### Objective
Return every line in the listing that contains the string "striped".

Lines of data:
** Start **

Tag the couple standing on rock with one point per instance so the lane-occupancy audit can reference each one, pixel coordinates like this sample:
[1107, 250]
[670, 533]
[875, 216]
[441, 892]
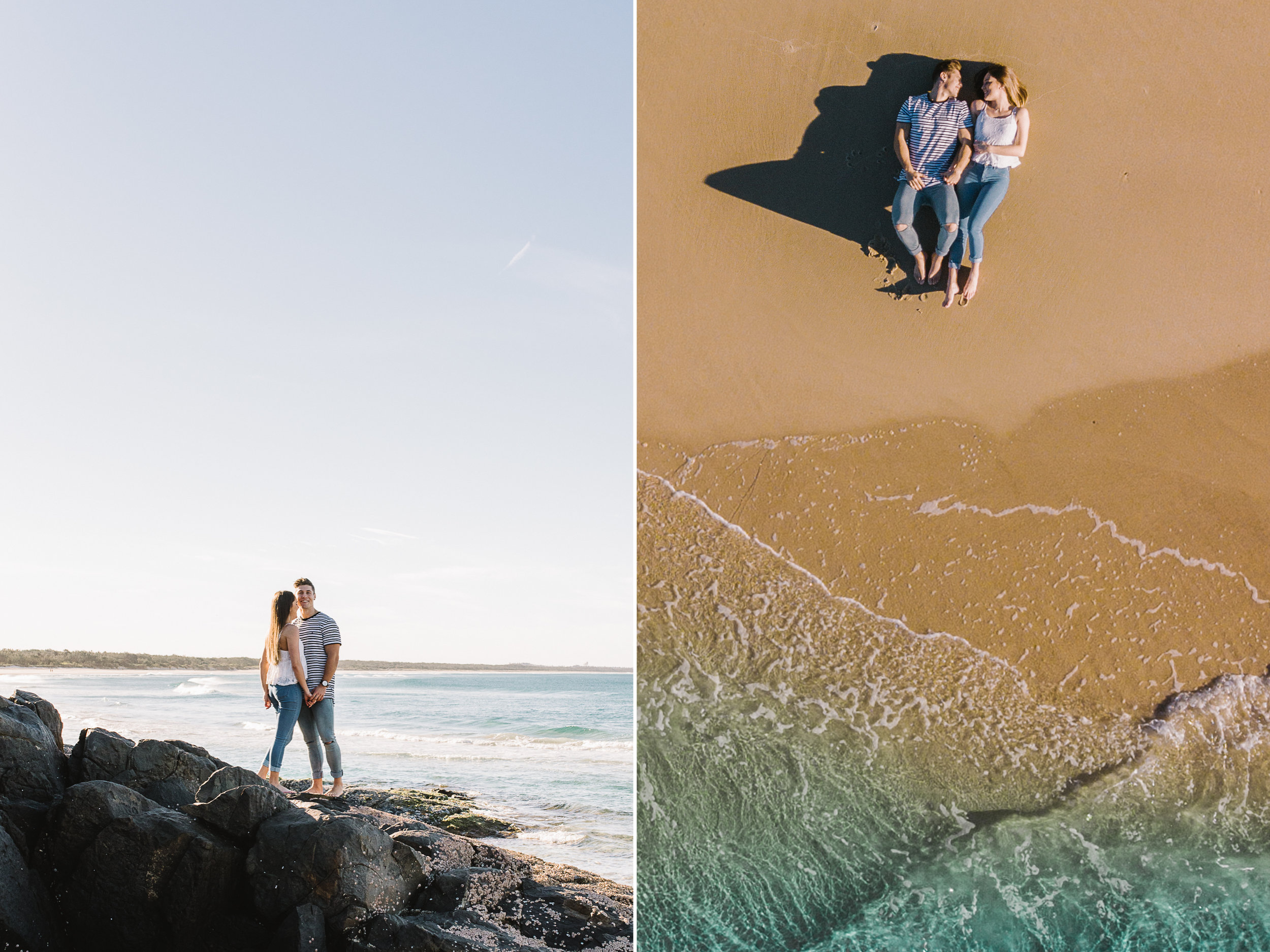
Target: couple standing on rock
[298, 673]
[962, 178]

** End **
** Start **

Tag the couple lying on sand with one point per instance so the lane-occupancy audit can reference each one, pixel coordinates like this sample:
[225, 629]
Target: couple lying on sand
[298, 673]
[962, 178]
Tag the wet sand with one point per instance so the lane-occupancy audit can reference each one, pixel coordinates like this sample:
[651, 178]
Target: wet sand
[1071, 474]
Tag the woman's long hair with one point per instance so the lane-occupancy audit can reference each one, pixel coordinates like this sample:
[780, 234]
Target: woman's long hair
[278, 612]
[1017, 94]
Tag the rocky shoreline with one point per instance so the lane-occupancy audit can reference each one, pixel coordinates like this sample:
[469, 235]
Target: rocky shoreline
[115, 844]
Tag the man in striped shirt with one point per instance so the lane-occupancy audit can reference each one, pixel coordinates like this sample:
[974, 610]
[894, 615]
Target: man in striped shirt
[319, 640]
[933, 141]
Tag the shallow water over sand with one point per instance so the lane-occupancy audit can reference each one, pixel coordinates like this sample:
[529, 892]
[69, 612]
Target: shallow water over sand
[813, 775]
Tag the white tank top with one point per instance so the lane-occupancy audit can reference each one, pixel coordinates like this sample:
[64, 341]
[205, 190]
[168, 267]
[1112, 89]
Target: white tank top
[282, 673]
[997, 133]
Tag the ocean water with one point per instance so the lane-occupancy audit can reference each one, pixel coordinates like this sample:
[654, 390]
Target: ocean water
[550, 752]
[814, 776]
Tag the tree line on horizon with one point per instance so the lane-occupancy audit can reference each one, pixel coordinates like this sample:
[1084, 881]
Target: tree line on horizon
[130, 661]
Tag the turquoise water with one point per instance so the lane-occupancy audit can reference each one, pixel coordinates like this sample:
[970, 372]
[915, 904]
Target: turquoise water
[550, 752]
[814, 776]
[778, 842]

** End **

### Answer in full
Tag the man in striped shirt with one point per instance so the lane-occupancy audit can reference each one, pixel coordinates like this sample:
Target: man in striped shirt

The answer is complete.